Pull every line with the word "shirt" out of the entries below.

--- Input for this task Enclosed Below ---

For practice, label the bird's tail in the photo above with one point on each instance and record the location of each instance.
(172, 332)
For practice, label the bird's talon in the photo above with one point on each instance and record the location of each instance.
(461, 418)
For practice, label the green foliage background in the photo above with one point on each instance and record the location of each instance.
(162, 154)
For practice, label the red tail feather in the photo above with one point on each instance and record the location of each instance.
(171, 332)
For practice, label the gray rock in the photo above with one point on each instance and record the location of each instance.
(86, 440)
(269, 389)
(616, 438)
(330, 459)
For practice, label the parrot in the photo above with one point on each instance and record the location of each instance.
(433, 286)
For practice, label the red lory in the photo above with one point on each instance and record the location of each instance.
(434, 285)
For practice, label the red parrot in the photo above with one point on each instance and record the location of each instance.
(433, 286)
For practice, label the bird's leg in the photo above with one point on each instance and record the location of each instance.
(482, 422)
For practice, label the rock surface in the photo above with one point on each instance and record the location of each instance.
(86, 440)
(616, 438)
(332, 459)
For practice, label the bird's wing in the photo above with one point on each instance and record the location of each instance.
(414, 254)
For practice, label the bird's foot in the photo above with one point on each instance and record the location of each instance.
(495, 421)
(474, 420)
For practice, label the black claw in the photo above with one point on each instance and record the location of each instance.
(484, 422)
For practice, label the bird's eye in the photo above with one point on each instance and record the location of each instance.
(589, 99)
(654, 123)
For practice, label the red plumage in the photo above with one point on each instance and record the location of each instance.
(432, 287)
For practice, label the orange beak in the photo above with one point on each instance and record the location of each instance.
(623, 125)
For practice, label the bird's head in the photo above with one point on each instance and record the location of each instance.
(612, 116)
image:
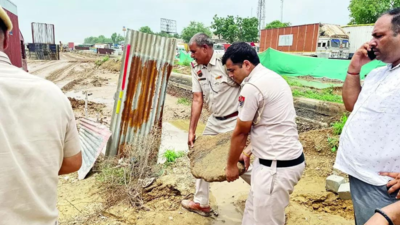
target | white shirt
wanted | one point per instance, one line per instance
(37, 130)
(219, 90)
(275, 136)
(370, 141)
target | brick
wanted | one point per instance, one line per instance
(333, 183)
(344, 191)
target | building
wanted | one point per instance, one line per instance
(16, 48)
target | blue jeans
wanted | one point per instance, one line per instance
(366, 198)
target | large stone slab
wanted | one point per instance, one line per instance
(209, 156)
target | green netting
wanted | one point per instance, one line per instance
(293, 65)
(184, 58)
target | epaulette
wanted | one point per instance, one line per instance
(193, 63)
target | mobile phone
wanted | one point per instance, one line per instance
(371, 54)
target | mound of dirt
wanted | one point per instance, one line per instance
(208, 157)
(112, 65)
(317, 141)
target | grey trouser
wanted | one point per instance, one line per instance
(367, 198)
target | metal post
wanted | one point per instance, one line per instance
(86, 110)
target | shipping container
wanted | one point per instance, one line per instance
(16, 49)
(316, 40)
(358, 35)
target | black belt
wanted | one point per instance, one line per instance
(283, 163)
(227, 117)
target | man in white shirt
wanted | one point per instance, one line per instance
(370, 142)
(38, 141)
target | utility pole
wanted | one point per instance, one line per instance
(261, 14)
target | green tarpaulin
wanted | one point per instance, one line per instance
(293, 65)
(184, 58)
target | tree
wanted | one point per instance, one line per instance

--- End of Enclosed Input for this task ---

● **Expected answer**
target | white shirt
target | man in white shirt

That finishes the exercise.